In the entries that follow, identify the line containing "Request = locate the girl's hand" and return it together with all later lines, exactly as they appear.

=== MATERIAL TO PROCESS ===

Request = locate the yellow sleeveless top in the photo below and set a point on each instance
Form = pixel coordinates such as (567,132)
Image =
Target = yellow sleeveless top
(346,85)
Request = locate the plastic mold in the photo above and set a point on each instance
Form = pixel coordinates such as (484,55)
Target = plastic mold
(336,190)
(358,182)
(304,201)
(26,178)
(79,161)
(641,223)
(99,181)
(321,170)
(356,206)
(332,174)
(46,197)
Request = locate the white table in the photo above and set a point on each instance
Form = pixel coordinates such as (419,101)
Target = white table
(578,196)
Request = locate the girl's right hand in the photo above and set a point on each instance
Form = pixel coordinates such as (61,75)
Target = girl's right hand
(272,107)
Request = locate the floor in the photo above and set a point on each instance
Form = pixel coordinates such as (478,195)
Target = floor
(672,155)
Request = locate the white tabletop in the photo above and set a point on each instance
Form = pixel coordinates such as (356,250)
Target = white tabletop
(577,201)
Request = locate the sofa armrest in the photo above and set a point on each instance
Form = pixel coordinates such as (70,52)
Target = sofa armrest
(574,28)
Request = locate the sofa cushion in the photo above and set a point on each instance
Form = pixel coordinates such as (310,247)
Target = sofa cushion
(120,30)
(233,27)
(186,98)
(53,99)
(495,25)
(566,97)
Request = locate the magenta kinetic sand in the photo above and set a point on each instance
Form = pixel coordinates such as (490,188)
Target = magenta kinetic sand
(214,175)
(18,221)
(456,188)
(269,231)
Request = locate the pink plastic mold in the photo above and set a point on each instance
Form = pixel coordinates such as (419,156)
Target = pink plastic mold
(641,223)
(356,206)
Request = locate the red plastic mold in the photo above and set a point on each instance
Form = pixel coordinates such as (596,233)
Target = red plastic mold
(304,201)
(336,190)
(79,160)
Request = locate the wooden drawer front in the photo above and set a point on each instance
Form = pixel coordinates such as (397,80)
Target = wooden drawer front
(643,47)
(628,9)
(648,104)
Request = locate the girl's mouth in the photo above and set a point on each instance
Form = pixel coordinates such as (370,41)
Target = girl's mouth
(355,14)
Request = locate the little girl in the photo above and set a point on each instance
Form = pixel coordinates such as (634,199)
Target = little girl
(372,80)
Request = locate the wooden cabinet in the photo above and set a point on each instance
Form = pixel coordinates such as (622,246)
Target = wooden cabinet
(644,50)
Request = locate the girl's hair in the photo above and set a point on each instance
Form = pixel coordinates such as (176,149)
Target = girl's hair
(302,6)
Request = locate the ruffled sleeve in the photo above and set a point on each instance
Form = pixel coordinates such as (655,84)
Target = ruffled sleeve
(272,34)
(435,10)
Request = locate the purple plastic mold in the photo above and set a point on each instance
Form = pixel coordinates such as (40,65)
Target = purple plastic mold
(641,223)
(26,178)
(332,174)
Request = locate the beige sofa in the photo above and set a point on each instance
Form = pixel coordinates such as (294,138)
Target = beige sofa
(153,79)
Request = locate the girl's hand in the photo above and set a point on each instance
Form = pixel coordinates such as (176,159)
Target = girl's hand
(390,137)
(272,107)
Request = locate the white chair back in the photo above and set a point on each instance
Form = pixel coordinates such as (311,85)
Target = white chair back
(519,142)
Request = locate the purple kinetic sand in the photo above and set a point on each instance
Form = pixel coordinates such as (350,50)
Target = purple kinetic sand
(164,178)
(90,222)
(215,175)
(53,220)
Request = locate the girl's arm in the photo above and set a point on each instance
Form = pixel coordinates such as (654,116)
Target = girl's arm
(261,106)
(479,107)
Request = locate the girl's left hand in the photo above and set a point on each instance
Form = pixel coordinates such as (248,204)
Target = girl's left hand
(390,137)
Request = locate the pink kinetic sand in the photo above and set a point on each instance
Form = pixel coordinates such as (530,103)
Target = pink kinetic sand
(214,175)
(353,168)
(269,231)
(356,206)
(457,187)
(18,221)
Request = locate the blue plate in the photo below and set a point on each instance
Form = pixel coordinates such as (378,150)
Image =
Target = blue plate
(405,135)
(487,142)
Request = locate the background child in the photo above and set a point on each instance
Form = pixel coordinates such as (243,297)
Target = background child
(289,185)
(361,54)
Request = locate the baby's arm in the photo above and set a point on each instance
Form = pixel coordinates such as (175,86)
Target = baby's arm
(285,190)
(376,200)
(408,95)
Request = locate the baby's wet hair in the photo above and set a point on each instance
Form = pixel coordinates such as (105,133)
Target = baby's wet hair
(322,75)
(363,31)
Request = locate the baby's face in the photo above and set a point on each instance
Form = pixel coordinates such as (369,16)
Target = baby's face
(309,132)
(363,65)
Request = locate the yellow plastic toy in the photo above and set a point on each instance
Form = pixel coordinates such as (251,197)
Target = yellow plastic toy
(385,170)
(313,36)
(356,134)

===

→ OUTPUT OF THE TASK
Request = locate the girl's hand in the photo above and set a point on each instance
Form = pixel coordinates such as (176,159)
Target = girl's hand
(390,137)
(272,107)
Request = locate the white chair back in the photo above and set a point on each instance
Form = pixel coordinates such as (311,85)
Target = white chair back
(519,142)
Request = locate the purple kinetic sand in the photo above and set a point on each instance
Form = pixel coordinates such as (350,50)
Target = purple kinetic sand
(164,178)
(90,222)
(215,175)
(53,220)
Request = locate the girl's arm in the photo above and set a point on each instance
Form = pixel coordinates such as (654,116)
Target = girl's arm
(261,106)
(479,107)
Request = locate the girl's left hand in the photo above and set a point on each instance
Form = pixel coordinates such as (248,204)
Target = girl's left hand
(390,137)
Request = locate the pink kinetic sand in the photo above and set a point on each instance
Form = pixel coordinates such as (530,103)
Target = pink kinetic sand
(214,175)
(353,168)
(269,231)
(356,206)
(457,187)
(18,221)
Request = locate the blue plate in the photo below and set a point on each instance
Form = pixel coordinates such as (378,150)
Image =
Target = blue plate
(405,135)
(487,142)
Request = locate the background child in the photo above and set a point on each instance
Form = pixel coordinates such as (243,297)
Target = background child
(289,185)
(361,54)
Request = locate the baby's arm in the photo above and set a point on each instance
Form = pixel coordinates such as (175,86)
Target = baby's arm
(285,190)
(376,200)
(408,95)
Request = locate the baby's wet hair in the photo above and set a point on each instance
Form = pixel coordinates such as (105,133)
Target = baby's wet hair
(322,75)
(363,31)
Request = locate the baby's face in the photo above and set a point on each instance
Form = pixel coordinates such as (369,16)
Target = baby's face
(309,132)
(363,65)
Request = locate the yellow plastic toy in the photo above and set a point on each instance
Form = pixel coordinates such as (251,197)
Target = yellow plastic toy
(385,170)
(313,36)
(356,134)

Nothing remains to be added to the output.